SOURCE PASSAGE |
Fortunately I vomited a few minutes later and fell asleep.
Years ago I had a client who needed to have a closed MRI. Claustrophobic by nature, the very idea of being inside of a giant tube for 45 minutes terrified her. The test was not optional, however, and it needed to happen within a few months.
Systematic desensitization is the treatment of choice here, but we added a specific visual/cognitive element. I asked the client, a mid-20’s woman I’ll call Gail, to describe the entire day leading up to and including the MRI. This meant telling me the details of the upcoming afternoon, beginning with waking up in the morning and ending with her completion of the MRI. I stressed that word to her because there was to be no room for doubt that she would succeed.
As she described her morning: getting dressed, eating breakfast, getting on the subway, emerging from underground and walking to the office where the MRI was to take place, she didn’t feel very nervous. However, when she mentally arrived in the room, her anxiety quickly escalated.
“Tell me what you see as you describe it,” I said.
“They are forcing the cage over my face.”
“I’m sorry, cage? What do you mean?”
“There’s a sensor, it kind of looks like a catcher’s mask or something, that acts like a sensor.”
“Okay,” I said. “So it’s not a ‘cage,’ it’s a sensor. And they are not ‘forcing’ it, you are allowing them to place it over your face to facilitate the process.”
“What’s the difference?” she asked.
“Think about your self-talk. The words ‘force’ and ‘cage’ make you sound victimized. That inner monologue doesn’t allow you to be your own agent in the medical process. Make up your mind, right now, that you are going to allow all of these to occur by your own choice, to engage in appropriate medical care for your body. There is no cage and there is no forcing here.”
Sometimes in therapy you’ll see something ‘click,’ an almost visible shift in perception and mood. Gail didn’t immediately lose all fear of the MRI, and she wasn’t going to until she completed her task, but something happened for her at that moment.
“I’ve been saying these words over and over for weeks,” she said.
“No wonder you’re so anxious about it. What have you been telling yourself about what happens next?”
“They shove me into the machine and I can’t get out for 45 minutes,” she said.
“Okay, so change that for me. Make it a more active experience on your part.”

WORK INSTRUCTIONS |
1. Decide whether each statement agrees with the MRI account: (a) the MRI was expected to take 45 minutes; (b) Gail felt very nervous while describing her trip to the office; (c) Gail lost all fear of the MRI as soon as the therapist questioned the words "cage" and "forcing." Mark each yes or no, quoting the words from the account that decide it.
2. Carry on the MRI account from its last sentence.

Saved data entries |
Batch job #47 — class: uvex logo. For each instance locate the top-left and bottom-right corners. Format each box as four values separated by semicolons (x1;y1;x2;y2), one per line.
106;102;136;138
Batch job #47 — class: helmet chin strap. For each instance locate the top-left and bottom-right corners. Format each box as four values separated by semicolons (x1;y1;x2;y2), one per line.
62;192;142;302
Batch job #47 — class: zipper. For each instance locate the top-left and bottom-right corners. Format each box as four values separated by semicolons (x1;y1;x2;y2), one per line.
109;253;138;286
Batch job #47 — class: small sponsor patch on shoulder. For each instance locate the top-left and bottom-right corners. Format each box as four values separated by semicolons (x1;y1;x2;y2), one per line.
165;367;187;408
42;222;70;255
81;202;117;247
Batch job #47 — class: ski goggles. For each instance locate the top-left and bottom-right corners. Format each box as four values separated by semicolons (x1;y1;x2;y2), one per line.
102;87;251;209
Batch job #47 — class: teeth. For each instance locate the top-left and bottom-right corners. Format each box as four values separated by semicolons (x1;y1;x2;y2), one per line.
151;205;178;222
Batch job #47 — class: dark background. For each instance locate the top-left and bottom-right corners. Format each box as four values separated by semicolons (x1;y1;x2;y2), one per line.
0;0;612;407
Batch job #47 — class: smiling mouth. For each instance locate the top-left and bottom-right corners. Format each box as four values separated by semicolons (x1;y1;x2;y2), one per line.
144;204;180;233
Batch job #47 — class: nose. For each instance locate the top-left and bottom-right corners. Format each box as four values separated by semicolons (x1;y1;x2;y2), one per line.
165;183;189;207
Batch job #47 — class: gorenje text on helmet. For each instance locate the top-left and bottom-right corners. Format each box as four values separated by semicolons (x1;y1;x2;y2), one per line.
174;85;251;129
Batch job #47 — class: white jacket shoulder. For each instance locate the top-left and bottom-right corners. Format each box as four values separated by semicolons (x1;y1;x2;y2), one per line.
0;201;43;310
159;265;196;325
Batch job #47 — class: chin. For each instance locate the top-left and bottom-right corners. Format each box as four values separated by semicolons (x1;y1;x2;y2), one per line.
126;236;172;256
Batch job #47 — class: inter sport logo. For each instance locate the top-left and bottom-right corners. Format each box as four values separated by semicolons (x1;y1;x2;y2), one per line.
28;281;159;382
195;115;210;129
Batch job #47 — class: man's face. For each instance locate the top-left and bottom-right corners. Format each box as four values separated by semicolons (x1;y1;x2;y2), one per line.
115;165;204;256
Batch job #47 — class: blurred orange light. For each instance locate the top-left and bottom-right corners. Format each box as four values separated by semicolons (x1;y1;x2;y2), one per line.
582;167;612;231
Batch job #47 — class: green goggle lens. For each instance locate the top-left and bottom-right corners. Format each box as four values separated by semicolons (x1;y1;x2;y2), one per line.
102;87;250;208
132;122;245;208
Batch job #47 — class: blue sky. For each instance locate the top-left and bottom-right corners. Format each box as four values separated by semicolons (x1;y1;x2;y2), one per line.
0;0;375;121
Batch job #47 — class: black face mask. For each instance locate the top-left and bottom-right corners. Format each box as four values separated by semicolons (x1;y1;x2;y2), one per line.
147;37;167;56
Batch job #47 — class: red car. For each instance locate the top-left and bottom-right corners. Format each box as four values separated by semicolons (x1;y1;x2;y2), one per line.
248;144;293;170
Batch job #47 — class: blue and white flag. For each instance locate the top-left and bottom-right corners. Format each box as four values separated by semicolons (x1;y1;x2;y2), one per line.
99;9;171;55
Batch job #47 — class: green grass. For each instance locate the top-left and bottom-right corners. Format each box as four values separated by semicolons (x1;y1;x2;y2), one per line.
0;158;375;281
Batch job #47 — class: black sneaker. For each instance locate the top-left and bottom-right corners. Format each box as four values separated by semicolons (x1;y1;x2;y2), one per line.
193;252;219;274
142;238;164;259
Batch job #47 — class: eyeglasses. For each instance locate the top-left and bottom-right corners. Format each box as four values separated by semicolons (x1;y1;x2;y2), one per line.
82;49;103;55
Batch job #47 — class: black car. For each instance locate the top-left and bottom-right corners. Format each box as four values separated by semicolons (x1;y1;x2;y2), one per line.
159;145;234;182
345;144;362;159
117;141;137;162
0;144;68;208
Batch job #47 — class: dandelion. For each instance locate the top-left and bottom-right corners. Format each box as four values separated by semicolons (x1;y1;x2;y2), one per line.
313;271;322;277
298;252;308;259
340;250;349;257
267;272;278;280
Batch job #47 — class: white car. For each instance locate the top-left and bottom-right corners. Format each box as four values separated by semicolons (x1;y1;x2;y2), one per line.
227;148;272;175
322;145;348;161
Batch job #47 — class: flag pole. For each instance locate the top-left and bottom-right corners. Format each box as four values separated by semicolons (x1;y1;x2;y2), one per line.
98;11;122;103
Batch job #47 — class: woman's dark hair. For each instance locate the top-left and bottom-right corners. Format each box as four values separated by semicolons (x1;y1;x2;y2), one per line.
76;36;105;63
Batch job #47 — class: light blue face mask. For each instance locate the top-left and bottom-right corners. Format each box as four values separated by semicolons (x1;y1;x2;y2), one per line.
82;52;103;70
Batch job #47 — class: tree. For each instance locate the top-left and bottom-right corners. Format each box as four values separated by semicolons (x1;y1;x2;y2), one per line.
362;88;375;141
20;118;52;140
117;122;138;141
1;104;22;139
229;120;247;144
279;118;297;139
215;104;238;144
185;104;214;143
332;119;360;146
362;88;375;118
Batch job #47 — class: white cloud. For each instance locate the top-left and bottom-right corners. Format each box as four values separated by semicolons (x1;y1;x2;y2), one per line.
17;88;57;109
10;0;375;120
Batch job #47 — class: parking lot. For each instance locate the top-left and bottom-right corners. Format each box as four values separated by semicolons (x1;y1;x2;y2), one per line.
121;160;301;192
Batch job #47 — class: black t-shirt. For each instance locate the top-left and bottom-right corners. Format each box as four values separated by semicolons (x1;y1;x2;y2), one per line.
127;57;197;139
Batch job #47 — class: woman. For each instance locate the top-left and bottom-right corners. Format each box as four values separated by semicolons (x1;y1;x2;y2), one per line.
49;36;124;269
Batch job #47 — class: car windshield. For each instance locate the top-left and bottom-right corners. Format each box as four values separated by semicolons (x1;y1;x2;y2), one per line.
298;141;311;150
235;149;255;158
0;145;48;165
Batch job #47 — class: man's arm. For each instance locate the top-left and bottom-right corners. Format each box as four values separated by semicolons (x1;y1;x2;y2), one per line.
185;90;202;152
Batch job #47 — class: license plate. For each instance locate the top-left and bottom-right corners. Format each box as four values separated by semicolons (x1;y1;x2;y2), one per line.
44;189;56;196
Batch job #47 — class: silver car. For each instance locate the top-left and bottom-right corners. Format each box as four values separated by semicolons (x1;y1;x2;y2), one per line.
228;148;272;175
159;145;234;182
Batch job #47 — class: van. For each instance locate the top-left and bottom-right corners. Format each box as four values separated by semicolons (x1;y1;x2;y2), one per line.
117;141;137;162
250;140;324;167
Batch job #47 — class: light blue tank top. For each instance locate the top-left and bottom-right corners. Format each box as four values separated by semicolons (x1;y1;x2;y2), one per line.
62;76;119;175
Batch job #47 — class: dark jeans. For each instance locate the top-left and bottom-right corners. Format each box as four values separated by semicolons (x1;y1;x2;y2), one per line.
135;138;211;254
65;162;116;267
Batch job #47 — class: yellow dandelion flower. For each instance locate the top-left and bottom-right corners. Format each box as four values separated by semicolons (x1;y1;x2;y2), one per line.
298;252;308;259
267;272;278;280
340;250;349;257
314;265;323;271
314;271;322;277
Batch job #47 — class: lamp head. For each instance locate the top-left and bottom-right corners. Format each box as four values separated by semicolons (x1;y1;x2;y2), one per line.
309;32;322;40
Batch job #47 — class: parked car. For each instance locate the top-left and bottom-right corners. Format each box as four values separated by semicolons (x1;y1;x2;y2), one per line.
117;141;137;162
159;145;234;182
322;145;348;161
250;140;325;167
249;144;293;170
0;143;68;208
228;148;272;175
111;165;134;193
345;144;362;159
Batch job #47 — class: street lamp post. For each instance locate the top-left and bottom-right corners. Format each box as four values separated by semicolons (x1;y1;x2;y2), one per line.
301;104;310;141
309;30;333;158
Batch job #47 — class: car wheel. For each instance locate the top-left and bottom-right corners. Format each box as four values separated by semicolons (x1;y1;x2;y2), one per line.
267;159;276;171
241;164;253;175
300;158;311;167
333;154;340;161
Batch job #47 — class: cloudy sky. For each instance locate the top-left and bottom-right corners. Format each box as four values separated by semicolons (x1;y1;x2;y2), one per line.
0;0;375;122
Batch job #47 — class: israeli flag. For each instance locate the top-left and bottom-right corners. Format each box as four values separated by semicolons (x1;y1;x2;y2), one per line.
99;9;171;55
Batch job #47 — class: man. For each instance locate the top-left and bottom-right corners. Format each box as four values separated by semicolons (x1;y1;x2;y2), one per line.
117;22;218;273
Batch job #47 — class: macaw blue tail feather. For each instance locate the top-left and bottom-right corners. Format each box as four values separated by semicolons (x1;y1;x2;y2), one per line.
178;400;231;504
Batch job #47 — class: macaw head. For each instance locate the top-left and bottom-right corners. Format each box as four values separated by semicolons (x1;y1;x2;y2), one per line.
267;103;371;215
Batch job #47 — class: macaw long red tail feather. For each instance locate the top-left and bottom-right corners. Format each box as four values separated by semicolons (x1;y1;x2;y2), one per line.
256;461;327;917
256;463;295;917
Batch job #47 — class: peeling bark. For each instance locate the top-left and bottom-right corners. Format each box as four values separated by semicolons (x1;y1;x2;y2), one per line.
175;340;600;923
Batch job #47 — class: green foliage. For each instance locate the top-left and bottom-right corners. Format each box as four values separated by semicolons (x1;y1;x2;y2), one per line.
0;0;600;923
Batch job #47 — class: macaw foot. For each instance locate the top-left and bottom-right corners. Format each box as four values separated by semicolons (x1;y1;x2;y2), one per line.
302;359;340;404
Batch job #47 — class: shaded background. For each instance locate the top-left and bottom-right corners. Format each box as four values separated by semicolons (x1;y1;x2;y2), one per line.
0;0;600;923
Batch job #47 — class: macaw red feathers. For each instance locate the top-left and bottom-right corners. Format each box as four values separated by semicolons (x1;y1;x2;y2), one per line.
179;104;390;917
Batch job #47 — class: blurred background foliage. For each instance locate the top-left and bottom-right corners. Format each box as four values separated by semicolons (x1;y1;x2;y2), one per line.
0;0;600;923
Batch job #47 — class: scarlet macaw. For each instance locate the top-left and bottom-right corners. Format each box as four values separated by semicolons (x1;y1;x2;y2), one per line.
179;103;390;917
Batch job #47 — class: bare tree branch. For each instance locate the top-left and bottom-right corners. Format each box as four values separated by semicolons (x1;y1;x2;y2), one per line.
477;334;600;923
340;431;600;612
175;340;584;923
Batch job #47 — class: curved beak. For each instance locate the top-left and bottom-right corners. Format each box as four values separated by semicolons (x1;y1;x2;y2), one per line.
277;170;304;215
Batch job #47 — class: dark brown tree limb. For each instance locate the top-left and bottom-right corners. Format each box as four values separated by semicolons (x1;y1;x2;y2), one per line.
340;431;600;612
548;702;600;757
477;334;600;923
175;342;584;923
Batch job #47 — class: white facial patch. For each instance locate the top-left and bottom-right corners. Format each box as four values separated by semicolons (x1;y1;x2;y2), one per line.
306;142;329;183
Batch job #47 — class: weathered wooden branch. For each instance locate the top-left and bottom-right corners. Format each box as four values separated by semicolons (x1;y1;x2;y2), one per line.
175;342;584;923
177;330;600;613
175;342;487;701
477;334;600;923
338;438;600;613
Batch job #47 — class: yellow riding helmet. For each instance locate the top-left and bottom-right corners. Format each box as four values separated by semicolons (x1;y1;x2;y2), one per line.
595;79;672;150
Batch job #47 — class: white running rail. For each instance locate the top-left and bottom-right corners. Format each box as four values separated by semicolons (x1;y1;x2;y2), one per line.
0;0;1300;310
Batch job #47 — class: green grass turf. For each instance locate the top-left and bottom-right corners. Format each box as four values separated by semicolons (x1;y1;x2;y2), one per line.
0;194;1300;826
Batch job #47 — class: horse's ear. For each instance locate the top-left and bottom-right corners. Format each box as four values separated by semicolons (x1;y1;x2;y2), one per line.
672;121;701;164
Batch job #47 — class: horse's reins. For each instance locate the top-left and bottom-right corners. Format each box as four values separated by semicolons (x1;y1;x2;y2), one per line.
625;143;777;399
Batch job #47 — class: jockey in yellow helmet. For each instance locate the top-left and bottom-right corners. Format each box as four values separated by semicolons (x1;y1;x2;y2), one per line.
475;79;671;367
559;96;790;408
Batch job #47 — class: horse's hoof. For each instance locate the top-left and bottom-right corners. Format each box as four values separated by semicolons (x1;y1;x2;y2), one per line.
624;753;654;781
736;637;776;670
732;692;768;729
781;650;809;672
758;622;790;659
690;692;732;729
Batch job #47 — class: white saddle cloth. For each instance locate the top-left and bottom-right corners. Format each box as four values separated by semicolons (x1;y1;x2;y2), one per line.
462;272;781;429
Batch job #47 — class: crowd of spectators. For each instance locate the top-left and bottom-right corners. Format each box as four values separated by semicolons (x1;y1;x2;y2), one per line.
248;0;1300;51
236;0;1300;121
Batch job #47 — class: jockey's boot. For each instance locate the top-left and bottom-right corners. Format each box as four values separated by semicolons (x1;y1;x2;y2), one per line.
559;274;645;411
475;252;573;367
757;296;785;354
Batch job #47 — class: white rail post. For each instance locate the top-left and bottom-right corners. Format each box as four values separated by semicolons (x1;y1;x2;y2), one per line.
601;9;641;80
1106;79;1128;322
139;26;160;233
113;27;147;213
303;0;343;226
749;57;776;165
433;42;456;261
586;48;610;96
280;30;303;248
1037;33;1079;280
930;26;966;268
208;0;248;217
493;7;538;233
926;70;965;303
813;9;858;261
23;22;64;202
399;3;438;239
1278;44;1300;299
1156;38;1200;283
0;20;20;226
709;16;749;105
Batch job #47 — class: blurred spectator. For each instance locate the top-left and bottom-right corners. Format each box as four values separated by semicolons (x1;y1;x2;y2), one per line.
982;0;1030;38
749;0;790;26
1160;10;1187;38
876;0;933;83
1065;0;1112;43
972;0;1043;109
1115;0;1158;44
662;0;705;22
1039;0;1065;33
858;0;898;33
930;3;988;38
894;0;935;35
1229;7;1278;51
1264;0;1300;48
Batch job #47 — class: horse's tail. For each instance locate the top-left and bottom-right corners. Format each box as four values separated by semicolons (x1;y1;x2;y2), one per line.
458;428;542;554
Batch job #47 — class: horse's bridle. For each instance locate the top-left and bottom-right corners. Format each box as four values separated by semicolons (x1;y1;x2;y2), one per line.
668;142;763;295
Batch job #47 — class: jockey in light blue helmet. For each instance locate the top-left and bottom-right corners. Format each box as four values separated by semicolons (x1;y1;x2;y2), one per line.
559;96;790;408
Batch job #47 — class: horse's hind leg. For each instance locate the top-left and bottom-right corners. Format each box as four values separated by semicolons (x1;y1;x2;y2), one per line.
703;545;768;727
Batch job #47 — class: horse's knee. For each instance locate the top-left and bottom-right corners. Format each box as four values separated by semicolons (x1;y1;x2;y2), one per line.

ANSWER SECTION |
1.
(a) Yes: "being inside of a giant tube for 45 minutes"
(b) No: "she didn’t feel very nervous"
(c) No: "Gail didn’t immediately lose all fear of the MRI"

2.
“I…go in the machine and can’t get out?”
“That’s close. Is that true you can’t get out?”
“Not exactly. If I give a signal the technicians come in and turn off the machine.”
“Okay, so you will choose to go into the MRI machine, and you will decide to stay in there as part of your medical care. If it becomes too much, you can always get out and try again at another point, but you will always have the ultimate say. Is that accurate?”
“Yes,” she said, with a small, almost embarrassed smile. “That’s fair to say.”
Because Gail was such a trooper, she actually obtained a refrigerator box from an appliance store and practiced lying inside of it for 45 minutes a day. While simulating the MRI experience, she told herself the “active” words, dropping the extreme terms that were generating such a strong anxiety response. And while she couldn’t ever say that she actually enjoyed the MRI – who could unless you took a nap or had a bottle of pinot noir in there with you? – she got through it. Pretty painlessly, in fact.
The morals of the story:
– Monitor your self-talk for extreme terms that generate misery
-Correct your phrasing to allow for more accurate perceptions of your experience
-Cold compresses are useless for migraines, although vomiting helps
-Don’t drink club soda in a bar unless you want to be branded a woman. Or at least some sort of vagina-having man-type creature
* For those who are wondering, I don’t sit in Starbucks to write because their coffee sucks, it’s overpriced and the very idea of sitting for four hours in some pretentious, glorified Dunkin Donuts makes me sick to my stomach.